[WRITTEN INSTRUCTION 1] Copy out each line of the records below that contains the string "white".

THE England captain Phil de Glanville insisted none of his players had gone to Wales thinking about the Lions, yet few will have returned home after imperiously clinching the Triple Crown without pondering their prospects of making the forthcoming tour to South Africa.
When Fran Cotton's final squad is announced on April 2nd it will be surprising if the England team - minus Will Carling but plus Jeremy Guscott and Will Greenwood - is not promptly issued with 16 Lions blazers.
The Triple Crown may be a mere bagatelle in world terms but England's four-try triumph once again underlined their massive superiority over the Celts with whom they must shortly make common cause against the Springboks. While France duly completed the grand slam in Paris, England were establishing a record points aggregate (141) for the championship and increasing their try count to a record equalling 15, a figure they also achieved in 1992.
It is easy to find fault with de Glanville's highly inconsistent team which sprinkles unforced errors around like confetti, yet ambitious and challenging players such as Tim Stimpson, Jon Sleightholme, Guscott, Richard Hill, Tim Rodber and Martin Johnson, have together made England the most compelling side in the Five Nations. Once again their tries were scored in a blistering second half salvo which on this occasion lasted 24 minutes and yet again they left scores on the floor which could have taken them beyond 50 points.

[INPUT RECORDS]
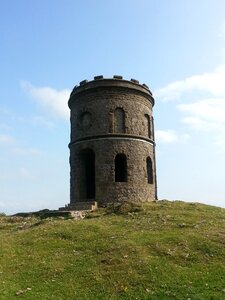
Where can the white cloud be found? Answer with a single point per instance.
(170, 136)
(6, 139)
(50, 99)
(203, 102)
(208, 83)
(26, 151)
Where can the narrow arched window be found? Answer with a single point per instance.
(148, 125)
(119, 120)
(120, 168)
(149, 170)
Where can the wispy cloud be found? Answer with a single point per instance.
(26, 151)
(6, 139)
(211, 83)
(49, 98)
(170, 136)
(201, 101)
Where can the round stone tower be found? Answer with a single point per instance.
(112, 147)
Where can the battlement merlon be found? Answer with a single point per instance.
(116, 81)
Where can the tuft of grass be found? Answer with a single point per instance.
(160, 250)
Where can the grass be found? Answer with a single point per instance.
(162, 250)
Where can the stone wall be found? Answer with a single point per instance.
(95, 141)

---

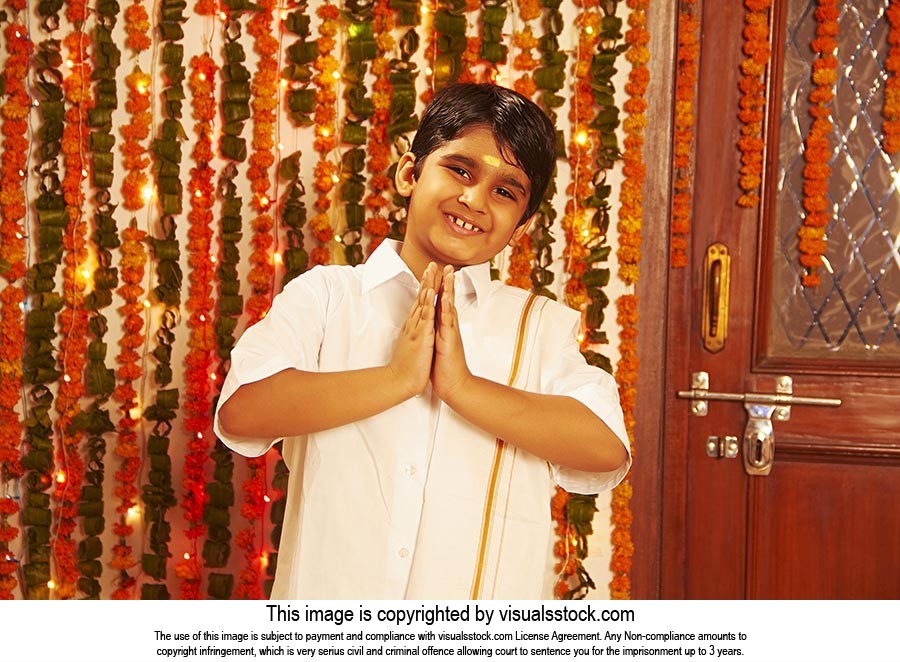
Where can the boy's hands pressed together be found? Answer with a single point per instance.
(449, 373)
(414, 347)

...

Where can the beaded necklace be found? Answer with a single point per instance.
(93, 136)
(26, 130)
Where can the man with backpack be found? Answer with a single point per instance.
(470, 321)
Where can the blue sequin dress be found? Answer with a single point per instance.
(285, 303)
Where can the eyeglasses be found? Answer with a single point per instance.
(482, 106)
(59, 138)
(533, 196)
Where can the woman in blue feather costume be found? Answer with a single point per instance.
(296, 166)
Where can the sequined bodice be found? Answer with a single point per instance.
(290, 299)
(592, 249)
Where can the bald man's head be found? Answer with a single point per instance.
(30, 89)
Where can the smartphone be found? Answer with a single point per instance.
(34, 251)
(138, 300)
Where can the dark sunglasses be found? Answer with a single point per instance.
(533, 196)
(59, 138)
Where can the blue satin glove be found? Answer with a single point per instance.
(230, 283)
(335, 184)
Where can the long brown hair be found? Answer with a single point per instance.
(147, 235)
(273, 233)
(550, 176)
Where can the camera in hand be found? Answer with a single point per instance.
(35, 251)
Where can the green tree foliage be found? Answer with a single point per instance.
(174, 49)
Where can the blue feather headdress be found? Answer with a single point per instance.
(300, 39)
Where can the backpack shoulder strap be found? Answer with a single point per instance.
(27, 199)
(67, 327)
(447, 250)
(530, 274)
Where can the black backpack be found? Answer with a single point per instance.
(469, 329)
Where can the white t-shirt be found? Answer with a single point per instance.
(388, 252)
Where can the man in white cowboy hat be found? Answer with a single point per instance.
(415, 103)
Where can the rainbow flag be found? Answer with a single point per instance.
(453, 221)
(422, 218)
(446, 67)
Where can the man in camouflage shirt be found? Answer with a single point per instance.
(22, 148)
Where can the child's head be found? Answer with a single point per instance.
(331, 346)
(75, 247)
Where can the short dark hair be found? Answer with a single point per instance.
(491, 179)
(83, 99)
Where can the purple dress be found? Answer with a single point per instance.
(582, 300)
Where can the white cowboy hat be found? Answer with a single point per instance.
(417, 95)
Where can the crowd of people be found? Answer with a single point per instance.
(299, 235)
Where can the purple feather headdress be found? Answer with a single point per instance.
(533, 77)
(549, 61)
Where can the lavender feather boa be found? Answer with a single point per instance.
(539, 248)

[WRITTEN INSTRUCTION 2] Write the next part of the England rugby report above, continuing on from its final sentence.

[OUTPUT 1]
Where can the white cloud be found? Answer with a single point per instance.
Where can the white t-shirt be found? Answer with a single point per instance.
Where can the man in white cowboy hat be found? Answer with a single point per instance.
Where can the white cowboy hat be found? Answer with a single point per instance.

[OUTPUT 2]
Naturally the England coach Jack Rowell was disposed to be generous to a squad that, well within the hour, was well on the way to only their third win in Cardiff in 34 years: every substitute except Andy Gomarsall was given a taste of the action, earning his full £3,000 match fee plus another cap. Perverse as ever, Rowell said Guscott, who replaced the injured Sleightholme at half-time, should be in the Lions' test side, begging the question of why England have left the Bath star on the bench this season.
If England publicly acknowledged that professionalism implies a duty to entertain instead of mouthing the party line about going out there to win" then Guscott, who made the pulses of 53,000 fans quicken every time he got the ball, would have been on the field from the start. Had he played against France 16 days ago, England might even be celebrating Rowell's second grand slam ...
Still, England showed no loss of nerve after the France defeat and might well have scored three additional tries had Sleightholme and Guscott not been bravely stopped by Jonathan Davies and Stimpson's second touch down not been over-ruled by the referee. As de Glanville remarked "we don't go out to play boring rugby. We want to be positive and while we're not worried about having to entertain we do believe we're likely to be at, our most entertaining when we get all 15 players involved in the game.
Wales denied their opponents the set-piece control they would have liked before the break and kept the half time score down to 3-6 but thereafter, the back row without Colin Charvis and the back division bereft of Scott Gibbs Ieuan Evans and Neil Jenkins (who fractured his arm) looked increasingly fragile.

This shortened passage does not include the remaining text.